## Source
The Literature of our Island may be said to have, of late years, exemplified the truth of reflection of this nature, as it may also be said to have been fruitful in generating Poetical talents, of no inferior order, emerging from plebeian rank and station, and the actual progress which they achieved in polite literature and sciences, when this genial principle of mental emancipation has struggled into birth, surrounded by poverty, and by every other deteriorating circumstance in the shape of coarse and sordid minds in those to whom they would naturally look for example, for patronage, and support.

Generous and emulative spirits, — emulative of that high and heaven-born genius which disdains to be fettered by the dull range of thoughts, which circumscribes the souls of those among whom they were bred, — they have, at length, risen to a standard of excellence which has extorted the suffrage of honourable eulogium, even from the fastidiousness of criticism.

This may, perhaps, be said with justice of Chatterton, of Burns, of Bloomfield, of Drew, of Gifford, of Clare, and of Kirke White.

The fate of Chatterton, — his advantages in early youth, — the wonderful powers which could, whilst so young and so destitute of every gift, except alone that of Nature, imagine the poems which, it is generally acknowledged his genius had a great share in composing, — together with the standard and merits of his labours, — have long been before the public, and have, perhaps, been sufficiently analyzed to enable criticism, in all after ages, to form a fair and correct judgment.

Burns has likewise passed his ordeal, — flattering, on the whole, it must be said to be, since almost every author of eminence and of weight, has joined in eulogizing his powers, and the delicacy of his sentiments. Sprung from obscurity, he rose to distinction and notice by the strength and variety of his poetical conceptions, and quickly drew the patronage and flattering caresses of the rich, and, if his career had not been tarnished y profligacy of life, and a course of vices, unworthy, at once of the resources of his mind, and the reputation to which he aspired, might have sustained a character correspondent, to his mental rank. The variety and copiousness of his genius will not be disputed; the beauty, the vigour, and the grace of his Muse have, generally, likewise been the subjects of the highest encomiums, especially of late, since, as it seems, the fashionable suffrage of criticism has discovered that high rank which Scottish phraseology and thinking ought to occupy in human literature.

Bloomfield has had a large share of public acknowledgment, — his productions have been favourably received at the tribunal of criticism, whilst all who could feel, and all who could appreciate pathos of sentiment, and simplicity of description, have admired that mind which, having submitted to the menial drudgery, and all the servile offices of a rustic, could enroll them in the annals of Harmony and Song.

The two next whom we have mentioned are Gifford and [Samuel] Drew, although their class and character of genius are widely different, — the one a Poet, and a man of polite literature, and the other a Metaphysician, they were yet, in their birth and origin, pretty similar to each other. Of mean parentage, and, during the period of childhood, not only destitute of the common means of instruction, Gifford, however, afterwards experienced the advantages of education, and was admitted to the immunities which letters afford, and has proved, by the ardour with which be attached himself to these pursuits, and the works he actually accomplished, that there was originally implanted in him a native sympathy for the more refined exercises of intellectual converse.

## Data listing
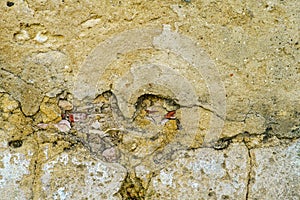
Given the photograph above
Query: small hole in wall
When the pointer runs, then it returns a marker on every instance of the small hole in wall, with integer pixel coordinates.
(10, 4)
(15, 143)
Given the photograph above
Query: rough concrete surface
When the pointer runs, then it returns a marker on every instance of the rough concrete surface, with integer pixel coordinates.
(176, 99)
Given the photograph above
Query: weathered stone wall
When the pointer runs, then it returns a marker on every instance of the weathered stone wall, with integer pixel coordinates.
(149, 99)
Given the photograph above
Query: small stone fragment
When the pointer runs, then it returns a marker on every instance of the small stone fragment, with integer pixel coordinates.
(8, 104)
(65, 105)
(41, 37)
(110, 154)
(63, 126)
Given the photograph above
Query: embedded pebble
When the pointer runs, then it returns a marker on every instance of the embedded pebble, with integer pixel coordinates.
(65, 105)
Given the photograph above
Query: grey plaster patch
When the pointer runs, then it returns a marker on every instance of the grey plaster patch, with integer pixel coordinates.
(16, 177)
(75, 175)
(204, 174)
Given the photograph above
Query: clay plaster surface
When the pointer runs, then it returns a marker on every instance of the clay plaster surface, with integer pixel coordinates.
(149, 100)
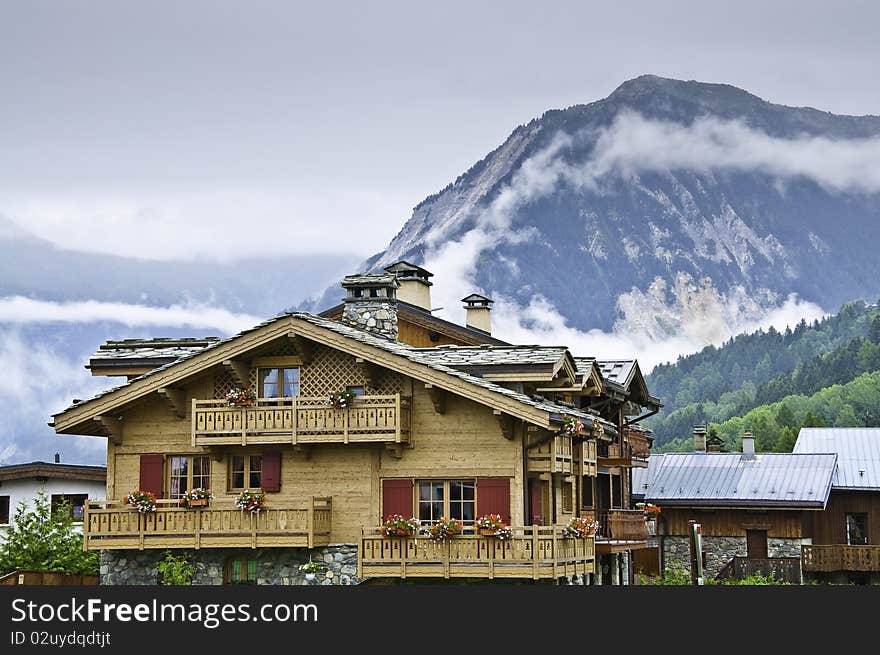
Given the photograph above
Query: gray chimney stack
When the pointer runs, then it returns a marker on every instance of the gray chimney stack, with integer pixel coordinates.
(371, 304)
(699, 438)
(748, 446)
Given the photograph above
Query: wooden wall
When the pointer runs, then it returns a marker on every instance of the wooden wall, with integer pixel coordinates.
(464, 442)
(829, 527)
(732, 522)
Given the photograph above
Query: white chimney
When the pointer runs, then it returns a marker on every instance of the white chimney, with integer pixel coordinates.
(415, 287)
(748, 446)
(478, 308)
(699, 438)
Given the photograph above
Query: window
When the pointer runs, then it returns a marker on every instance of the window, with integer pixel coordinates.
(857, 529)
(455, 499)
(76, 501)
(246, 472)
(279, 382)
(241, 570)
(187, 472)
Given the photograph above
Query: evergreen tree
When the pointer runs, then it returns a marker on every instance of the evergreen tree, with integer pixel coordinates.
(39, 540)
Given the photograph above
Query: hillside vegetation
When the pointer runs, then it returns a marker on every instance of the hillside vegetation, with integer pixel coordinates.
(764, 369)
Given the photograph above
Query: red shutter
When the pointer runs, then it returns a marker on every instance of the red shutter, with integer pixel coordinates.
(153, 474)
(397, 498)
(272, 471)
(493, 497)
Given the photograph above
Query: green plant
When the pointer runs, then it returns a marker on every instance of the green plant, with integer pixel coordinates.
(399, 526)
(42, 540)
(175, 570)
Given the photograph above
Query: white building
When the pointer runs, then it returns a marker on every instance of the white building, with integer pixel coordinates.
(73, 482)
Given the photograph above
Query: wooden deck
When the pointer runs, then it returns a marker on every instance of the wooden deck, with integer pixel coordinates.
(300, 420)
(117, 526)
(840, 558)
(534, 552)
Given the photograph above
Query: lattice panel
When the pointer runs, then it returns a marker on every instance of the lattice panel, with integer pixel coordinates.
(331, 370)
(224, 383)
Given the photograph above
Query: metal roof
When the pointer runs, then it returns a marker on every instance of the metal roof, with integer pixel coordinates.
(730, 480)
(857, 449)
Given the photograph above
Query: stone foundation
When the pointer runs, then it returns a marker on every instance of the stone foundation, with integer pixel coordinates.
(275, 566)
(720, 550)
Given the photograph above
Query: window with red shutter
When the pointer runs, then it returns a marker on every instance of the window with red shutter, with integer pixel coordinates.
(493, 497)
(152, 476)
(272, 471)
(397, 498)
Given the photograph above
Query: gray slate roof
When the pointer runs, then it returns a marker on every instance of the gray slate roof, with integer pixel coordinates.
(161, 348)
(617, 370)
(728, 480)
(857, 449)
(471, 356)
(413, 354)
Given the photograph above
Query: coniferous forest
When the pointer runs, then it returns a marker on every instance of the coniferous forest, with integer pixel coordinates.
(773, 383)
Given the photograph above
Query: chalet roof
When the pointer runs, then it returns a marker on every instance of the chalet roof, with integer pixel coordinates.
(161, 350)
(404, 269)
(370, 280)
(422, 317)
(729, 480)
(492, 355)
(414, 355)
(857, 449)
(52, 470)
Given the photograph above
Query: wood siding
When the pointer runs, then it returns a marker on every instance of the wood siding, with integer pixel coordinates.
(732, 522)
(829, 527)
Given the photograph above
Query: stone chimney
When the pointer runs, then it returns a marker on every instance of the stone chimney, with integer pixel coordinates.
(699, 438)
(371, 304)
(415, 287)
(748, 446)
(478, 309)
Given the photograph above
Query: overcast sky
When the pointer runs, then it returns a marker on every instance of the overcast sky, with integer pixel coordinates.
(316, 118)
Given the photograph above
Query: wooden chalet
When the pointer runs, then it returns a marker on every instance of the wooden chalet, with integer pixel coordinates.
(845, 539)
(445, 421)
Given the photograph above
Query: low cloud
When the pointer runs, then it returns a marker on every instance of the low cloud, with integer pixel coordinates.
(38, 381)
(20, 310)
(669, 317)
(213, 225)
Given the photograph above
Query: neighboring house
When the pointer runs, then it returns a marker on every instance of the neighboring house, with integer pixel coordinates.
(446, 421)
(754, 509)
(846, 536)
(20, 483)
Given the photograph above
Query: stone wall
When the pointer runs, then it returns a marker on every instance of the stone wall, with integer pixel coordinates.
(720, 550)
(278, 566)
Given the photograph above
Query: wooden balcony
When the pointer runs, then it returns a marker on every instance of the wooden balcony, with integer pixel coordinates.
(300, 420)
(829, 558)
(621, 529)
(534, 552)
(553, 456)
(118, 526)
(632, 452)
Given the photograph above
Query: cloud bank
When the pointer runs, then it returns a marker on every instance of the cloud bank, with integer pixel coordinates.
(20, 310)
(667, 318)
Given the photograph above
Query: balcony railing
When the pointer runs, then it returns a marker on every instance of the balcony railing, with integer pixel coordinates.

## Problem to solve
Say whether each statement agrees with the essay, answering yes or no and quoting the deciding words of the essay exactly. 1. Bloomfield's productions were well received by critics. 2. Gifford never received any education. 3. Clare is among the poets the essay names. The entries are separate material from the essay.

## Task solution
1. Yes: "his productions have been favourably received at the tribunal of criticism"
2. No: "Gifford, however, afterwards experienced the advantages of education"
3. Yes: "of Gifford, of Clare, and of Kirke White"